Passage shown:
Whether an alternative model of an internationalized court could have been created and would have succeeded is a historical counterfactual whose likelihood is difficult to assess, but it seems highly doubtful to me. Consequently, many observers have argued – and I agree – that the ECCC, flawed though it is, was the last chance to bring the leadership of the Khmer Rouge to justice.

Alongside the ECCC’s achievements – particularly its convictions against three senior former Khmer Rouge in its Case 001 and Case 002 – there have been numerous complaints about the Cambodian government’s interference in the trial process, particularly in halting progress on two further cases (Case 003 and Case 004) involving lower-ranking Khmer Rouge. Briefly, how have Prime Minister Hun Sen and his government viewed the trials, and what considerations have influenced their approach toward it?

Problem to solve: Write the next part of the passage on the Khmer Rouge tribunal, starting right after its final sentence. The material placed after this text is not needed.

Dataset excerpt:

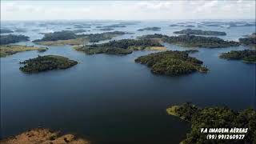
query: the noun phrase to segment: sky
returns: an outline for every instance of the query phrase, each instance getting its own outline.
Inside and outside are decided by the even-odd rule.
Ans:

Response to this exercise:
Hun Sen and his colleagues have always had a complicated and cautious view of the Khmer Rouge trials. From one perspective, Hun Sen has long claimed that he beat the Khmer Rouge militarily, he beat the Khmer Rouge politically, and with the trials presently all but completed, he can claim that he beat them legally. Now, however, the government appears to be shifting the narrative from one of retributive justice to one of a “win-win” restorative justice, wherein Hun Sen has achieved national reconciliation and unified the nation through his strength, wisdom, and benevolence. In Cambodia’s political culture, the meaning of “reconciliation” is that the strong will crush the weak, and then there will be peace.

Even so, the question of how to stabilize and rebuild a society that had been at war with itself for thirty years is extraordinarily complex and delicate. This is where Hun Sen’s benevolence comes in: he has not sought to crush the rank and file of his enemies, only to co-opt, marginalize, or if necessary, destroy their top leadership. For the “little people,” if they do not attempt to challenge his supremacy, then they are welcome to rejoin the national community. Once they do, they come under his protection, which we can see in the way that Cases 003 and 004 – which did not involve senior-level Khmer Rouge leadership – have unfolded at the ECCC.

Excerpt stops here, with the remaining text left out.